Aunque no puedo vanagloriarme de haber pensado demasiado, sí he de reconocer que, lo poco que lo he hecho, ha sido realizado frente a este querido mar nuestro, el padre Mediterráneo. Hoy tengo el placer de contemplarlo desde su costa más occidental, en este, mi lugar en el mundo, que es una playa malagueña, una zona equidistante entre aquella por la que Tarik, el lugarteniente de Muza invadió la península (Gibraltar) y esa otra por la que el primer Abd-al-Rahman Omeya llegó a la península huyendo de sus perseguidores abasíes (Almuñécar). Dejo al lector el esfuerzo de adivinarlo. Pero también he observado este nuestro mar en su zona intermedia, desde la cartaginesa colina de Byrsa, allá donde Antígono, el protagonista del Aníbal de Gisbert Haefs, observaba el ocaso de aquellos campos de Cartago arrasados con sal por su secular enemiga, Roma. Y no he dejado tampoco atrás la zona oriental. Para tener las tres perspectivas no queda otra que observar esas profundas aguas azules desde el puente de Gálata, en Estambul, ese lugar donde unas mismas olas ya penetran en el Cuerno de Oro, convertidas de padre Mediterráneo en mar de Mármara. Desde el puente de Gálata debieron ver los últimos defensores de Bizancio como el sultán Mehmed II entraba triunfante, aquel 29 de mayo de 1453, en la sagrada Constantinopla y mandaba consagrar Santa Sofía, último símbolo del poder romano oriental, como mezquita.
————
◆ PROBLEMA PLANTEADO A ◆
Indica si cada afirmación concuerda con el fragmento sobre el Mediterráneo: (i) quien narra contempla el mar desde una playa malagueña; (ii) Mehmed II entró en Constantinopla el 29 de mayo de 1453; (iii) Antígono observaba el ocaso de Cartago desde el puente de Gálata. Responde sí o no a cada una y cita textualmente las palabras del fragmento que lo deciden.
◆ PROBLEMA PLANTEADO B ◆
Empieza en la línea de los registros que contiene "Target: wrist" y llega hasta el final de los registros. Repite esas líneas y sustituye "stiletto heel" por "high heel", sin cambiar nada más.

◆ DATOS PROPORCIONADOS ◆
————
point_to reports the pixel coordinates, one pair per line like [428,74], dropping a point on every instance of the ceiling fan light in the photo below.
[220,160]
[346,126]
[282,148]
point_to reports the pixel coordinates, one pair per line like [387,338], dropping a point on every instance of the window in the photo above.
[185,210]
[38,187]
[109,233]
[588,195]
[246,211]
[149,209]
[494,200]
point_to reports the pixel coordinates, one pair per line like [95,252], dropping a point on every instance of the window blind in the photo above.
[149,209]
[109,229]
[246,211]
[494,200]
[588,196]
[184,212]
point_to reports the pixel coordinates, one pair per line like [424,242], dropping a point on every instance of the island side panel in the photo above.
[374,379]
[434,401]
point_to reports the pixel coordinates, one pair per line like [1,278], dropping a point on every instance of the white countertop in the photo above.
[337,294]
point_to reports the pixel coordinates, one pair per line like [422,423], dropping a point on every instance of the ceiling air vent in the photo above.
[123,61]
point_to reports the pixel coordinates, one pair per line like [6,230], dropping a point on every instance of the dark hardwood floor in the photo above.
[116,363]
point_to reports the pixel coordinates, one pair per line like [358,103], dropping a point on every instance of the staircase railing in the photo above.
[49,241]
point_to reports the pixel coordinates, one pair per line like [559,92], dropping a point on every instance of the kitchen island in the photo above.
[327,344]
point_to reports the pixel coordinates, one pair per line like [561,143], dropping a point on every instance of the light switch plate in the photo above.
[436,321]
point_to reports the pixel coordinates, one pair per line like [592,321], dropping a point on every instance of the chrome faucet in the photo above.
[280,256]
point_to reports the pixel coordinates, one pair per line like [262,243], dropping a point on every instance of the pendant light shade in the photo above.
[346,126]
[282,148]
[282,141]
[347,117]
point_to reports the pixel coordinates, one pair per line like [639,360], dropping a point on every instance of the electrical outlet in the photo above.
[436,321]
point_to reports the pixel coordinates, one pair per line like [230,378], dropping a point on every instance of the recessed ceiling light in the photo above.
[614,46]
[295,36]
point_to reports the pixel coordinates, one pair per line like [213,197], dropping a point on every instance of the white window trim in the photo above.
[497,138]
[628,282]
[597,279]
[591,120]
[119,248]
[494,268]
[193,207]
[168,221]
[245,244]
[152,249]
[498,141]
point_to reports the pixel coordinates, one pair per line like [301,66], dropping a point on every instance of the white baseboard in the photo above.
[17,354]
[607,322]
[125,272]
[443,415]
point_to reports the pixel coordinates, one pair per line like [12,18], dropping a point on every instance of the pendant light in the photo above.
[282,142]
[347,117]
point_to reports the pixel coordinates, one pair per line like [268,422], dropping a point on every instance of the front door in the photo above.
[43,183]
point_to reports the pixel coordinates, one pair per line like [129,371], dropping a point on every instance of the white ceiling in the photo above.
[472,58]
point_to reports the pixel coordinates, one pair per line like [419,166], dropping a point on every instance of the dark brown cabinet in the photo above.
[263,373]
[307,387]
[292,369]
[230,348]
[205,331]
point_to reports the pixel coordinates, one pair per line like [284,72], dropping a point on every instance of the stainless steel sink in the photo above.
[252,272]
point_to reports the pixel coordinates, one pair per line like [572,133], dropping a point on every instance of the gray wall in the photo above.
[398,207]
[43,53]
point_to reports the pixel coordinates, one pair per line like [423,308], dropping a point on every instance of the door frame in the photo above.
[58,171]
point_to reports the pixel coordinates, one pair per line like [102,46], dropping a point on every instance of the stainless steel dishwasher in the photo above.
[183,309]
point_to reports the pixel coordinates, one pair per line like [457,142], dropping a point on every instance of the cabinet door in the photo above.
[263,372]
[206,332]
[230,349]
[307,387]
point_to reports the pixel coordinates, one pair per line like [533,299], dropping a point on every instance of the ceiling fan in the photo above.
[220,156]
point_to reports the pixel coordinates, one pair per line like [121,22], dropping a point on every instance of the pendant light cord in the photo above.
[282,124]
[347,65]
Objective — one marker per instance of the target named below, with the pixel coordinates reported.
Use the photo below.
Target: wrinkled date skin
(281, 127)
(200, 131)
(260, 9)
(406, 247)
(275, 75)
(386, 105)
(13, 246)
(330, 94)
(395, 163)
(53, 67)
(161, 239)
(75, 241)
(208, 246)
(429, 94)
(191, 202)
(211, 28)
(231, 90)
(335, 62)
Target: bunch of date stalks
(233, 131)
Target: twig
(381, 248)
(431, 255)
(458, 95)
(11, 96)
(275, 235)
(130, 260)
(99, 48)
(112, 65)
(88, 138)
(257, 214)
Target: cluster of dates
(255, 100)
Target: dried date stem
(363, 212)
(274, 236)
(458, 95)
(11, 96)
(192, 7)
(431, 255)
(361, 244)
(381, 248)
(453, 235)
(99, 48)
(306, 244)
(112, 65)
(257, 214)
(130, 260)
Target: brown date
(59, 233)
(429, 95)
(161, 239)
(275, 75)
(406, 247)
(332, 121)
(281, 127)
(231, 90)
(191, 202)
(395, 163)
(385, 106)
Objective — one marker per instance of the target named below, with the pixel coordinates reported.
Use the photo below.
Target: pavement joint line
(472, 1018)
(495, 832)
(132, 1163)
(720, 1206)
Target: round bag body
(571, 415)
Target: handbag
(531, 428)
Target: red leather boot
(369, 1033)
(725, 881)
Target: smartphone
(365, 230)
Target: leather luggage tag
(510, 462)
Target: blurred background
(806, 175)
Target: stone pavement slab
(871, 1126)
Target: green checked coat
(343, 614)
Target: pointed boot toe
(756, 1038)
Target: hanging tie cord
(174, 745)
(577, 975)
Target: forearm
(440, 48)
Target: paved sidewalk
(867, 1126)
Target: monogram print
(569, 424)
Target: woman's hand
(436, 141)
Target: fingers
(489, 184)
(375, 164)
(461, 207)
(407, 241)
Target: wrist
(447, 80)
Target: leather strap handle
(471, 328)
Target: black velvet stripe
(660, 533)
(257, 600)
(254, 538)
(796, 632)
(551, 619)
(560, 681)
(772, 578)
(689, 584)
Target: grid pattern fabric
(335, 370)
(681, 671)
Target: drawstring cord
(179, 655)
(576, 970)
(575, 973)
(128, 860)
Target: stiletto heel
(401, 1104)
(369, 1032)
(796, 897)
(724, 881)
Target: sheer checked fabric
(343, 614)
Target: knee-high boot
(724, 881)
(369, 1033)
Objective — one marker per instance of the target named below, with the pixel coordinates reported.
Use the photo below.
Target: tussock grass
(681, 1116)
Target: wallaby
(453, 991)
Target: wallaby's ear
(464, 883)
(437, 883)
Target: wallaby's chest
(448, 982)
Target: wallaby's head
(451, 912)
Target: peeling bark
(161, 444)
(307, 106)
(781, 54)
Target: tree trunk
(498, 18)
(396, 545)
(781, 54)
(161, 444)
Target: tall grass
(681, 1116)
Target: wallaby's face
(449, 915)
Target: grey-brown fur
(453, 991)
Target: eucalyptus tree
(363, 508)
————
◆ SOLUCIÓN ESCRITA A ◆
(i) Sí: «en este, mi lugar en el mundo, que es una playa malagueña».
(ii) Sí: «el sultán Mehmed II entraba triunfante, aquel 29 de mayo de 1453, en la sagrada Constantinopla».
(iii) No: «desde la cartaginesa colina de Byrsa, allá donde Antígono, el protagonista del Aníbal de Gisbert Haefs, observaba el ocaso».

◆ SOLUCIÓN ESCRITA B ◆
Target: wrist
(447, 80)
Target: leather strap handle
(471, 328)
Target: black velvet stripe
(660, 533)
(257, 600)
(254, 538)
(796, 632)
(551, 619)
(560, 681)
(772, 578)
(689, 584)
Target: grid pattern fabric
(335, 370)
(681, 671)
Target: drawstring cord
(179, 655)
(576, 970)
(575, 973)
(128, 860)
Target: high heel
(401, 1104)
(369, 1032)
(796, 897)
(724, 881)
Target: sheer checked fabric
(343, 614)
Target: knee-high boot
(724, 881)
(369, 1033)
Objective — one marker per instance of the target named below, with the pixel coordinates reported.
Use the photo below.
Target: tussock grass
(681, 1116)
Target: wallaby
(453, 991)
Target: wallaby's ear
(464, 883)
(437, 883)
Target: wallaby's chest
(448, 982)
Target: wallaby's head
(451, 912)
Target: peeling bark
(161, 444)
(307, 106)
(781, 54)
Target: tree trunk
(498, 18)
(396, 545)
(781, 54)
(161, 444)
Target: tall grass
(681, 1116)
Target: wallaby's face
(449, 915)
Target: grey-brown fur
(453, 991)
Target: eucalyptus tree
(363, 508)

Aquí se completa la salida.